EXCERPT PROVIDED:

China’s domestic supply narrative firmed. The agriculture ministry said ~20% of autumn grain is already harvested and flagged technology’s 63.2% contribution to yield gains, reinforcing expectations for a bumper 2025 harvest. Stronger local output can alter import timing—especially for corn and soy—just as Argentine beans crowd the U.S. out of its traditional window.
Biofuel signals turned two-sided. Rhetoric around renewable fuels at the UN General Assembly unsettled sentiment, yet board action stayed orderly. Later, the EIA print showed ethanol production down to 1.024 mbpd with stocks up to 23.468 m bbl, a bearish near-term read-through for corn grind that offset some export optimism.

QUESTIONS ON THE MATERIAL:
[a] According to the grain market commentary, what share of China's autumn grain is already harvested?
[b] Sum up the grain market commentary in two sentences.
[c] Carry on the grain market commentary from its final sentence.
The lines that come next are taken from a separate source.

RECORD EXCERPTS:
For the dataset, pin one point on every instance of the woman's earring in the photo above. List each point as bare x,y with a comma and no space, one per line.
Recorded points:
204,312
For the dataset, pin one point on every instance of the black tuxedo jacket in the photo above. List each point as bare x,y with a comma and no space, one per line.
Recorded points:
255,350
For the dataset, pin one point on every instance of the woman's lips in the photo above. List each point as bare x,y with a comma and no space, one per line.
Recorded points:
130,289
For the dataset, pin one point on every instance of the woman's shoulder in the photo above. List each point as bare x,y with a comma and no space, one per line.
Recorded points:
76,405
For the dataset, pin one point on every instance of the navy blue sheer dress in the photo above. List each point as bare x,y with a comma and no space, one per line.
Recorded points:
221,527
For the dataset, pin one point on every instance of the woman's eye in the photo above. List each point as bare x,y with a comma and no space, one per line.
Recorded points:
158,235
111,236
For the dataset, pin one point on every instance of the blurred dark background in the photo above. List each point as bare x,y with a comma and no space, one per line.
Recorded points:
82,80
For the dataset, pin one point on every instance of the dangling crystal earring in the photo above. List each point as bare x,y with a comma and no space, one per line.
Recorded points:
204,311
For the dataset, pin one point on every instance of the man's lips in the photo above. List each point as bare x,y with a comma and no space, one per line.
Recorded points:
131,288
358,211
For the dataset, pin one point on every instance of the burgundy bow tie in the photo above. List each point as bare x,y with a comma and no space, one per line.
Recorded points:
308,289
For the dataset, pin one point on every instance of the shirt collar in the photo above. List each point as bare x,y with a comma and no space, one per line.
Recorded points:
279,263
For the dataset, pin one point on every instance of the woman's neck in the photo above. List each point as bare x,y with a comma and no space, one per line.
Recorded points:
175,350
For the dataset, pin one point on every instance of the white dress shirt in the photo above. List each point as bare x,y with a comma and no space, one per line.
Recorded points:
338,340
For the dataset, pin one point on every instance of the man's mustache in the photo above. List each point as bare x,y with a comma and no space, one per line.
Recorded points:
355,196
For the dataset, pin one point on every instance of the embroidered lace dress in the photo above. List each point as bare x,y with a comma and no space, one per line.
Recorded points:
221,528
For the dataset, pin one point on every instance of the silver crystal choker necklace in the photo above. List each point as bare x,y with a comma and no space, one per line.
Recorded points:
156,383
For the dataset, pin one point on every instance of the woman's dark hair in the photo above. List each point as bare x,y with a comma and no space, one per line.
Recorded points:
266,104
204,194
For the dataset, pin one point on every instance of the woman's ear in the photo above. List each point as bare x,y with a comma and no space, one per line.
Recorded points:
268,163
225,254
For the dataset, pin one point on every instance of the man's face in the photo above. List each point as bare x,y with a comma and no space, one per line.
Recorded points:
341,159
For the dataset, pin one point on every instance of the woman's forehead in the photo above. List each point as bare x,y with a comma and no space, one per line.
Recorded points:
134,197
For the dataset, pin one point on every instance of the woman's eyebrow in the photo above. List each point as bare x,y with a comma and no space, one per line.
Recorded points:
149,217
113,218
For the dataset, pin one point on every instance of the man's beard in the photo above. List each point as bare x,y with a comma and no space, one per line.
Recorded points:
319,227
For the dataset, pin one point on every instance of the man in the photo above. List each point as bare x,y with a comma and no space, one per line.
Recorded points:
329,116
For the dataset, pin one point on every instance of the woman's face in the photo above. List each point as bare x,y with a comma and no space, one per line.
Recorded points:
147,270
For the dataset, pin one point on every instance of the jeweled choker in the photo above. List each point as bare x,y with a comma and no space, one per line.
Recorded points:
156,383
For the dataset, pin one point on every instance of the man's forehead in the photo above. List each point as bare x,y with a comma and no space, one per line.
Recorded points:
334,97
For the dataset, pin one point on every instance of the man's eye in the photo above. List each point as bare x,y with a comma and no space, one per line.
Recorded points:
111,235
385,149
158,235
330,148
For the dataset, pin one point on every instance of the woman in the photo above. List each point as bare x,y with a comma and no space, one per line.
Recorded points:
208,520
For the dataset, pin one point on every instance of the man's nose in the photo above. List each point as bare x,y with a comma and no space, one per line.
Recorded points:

ANSWERS FOR THIS EXERCISE:
[a] About 20%.

[b] China's agriculture ministry said about 20% of autumn grain is harvested and credited technology with 63.2% of yield gains, reinforcing expectations for a bumper 2025 harvest that could shift the timing of corn and soy imports. On biofuels, renewable-fuel rhetoric at the UN General Assembly unsettled sentiment, and EIA data showing lower ethanol production and higher stocks gave a bearish near-term read for corn grind.

[c]
Vegetable oils eyed a potential price squeeze. Indonesia’s July palm exports slipped to 3.537 MMT as output and stocks rose, while veteran trader Dorab Mistry argued palm could exceed 5,000 ringgit/t by year-end and even test 5,500 in Q1 if Indonesia pushes to B50 biodiesel—tightening the linkage to soyoil and raising broader food-inflation risks. Malaysian palm ended +29 ringgit overnight.
Weather set the tactical pace across the Americas. Northern Plains warmth/dryness favored early harvest; recent Central/Southern Plains rains hampered corn/soy cutting but helped winter-wheat stand; the Midwest’s mid-week showers give way to a drier stretch that should speed fieldwork; the Delta’s brief rain boost to river levels likely fades with renewed dryness into October. In Brazil, a front stalled from Mato Grosso to Minas Gerais teased a wet-season start even as central rains remain inconsistent; Argentina saw weekend rainfall and a light frost risk that could nudge more corn into later planting slots.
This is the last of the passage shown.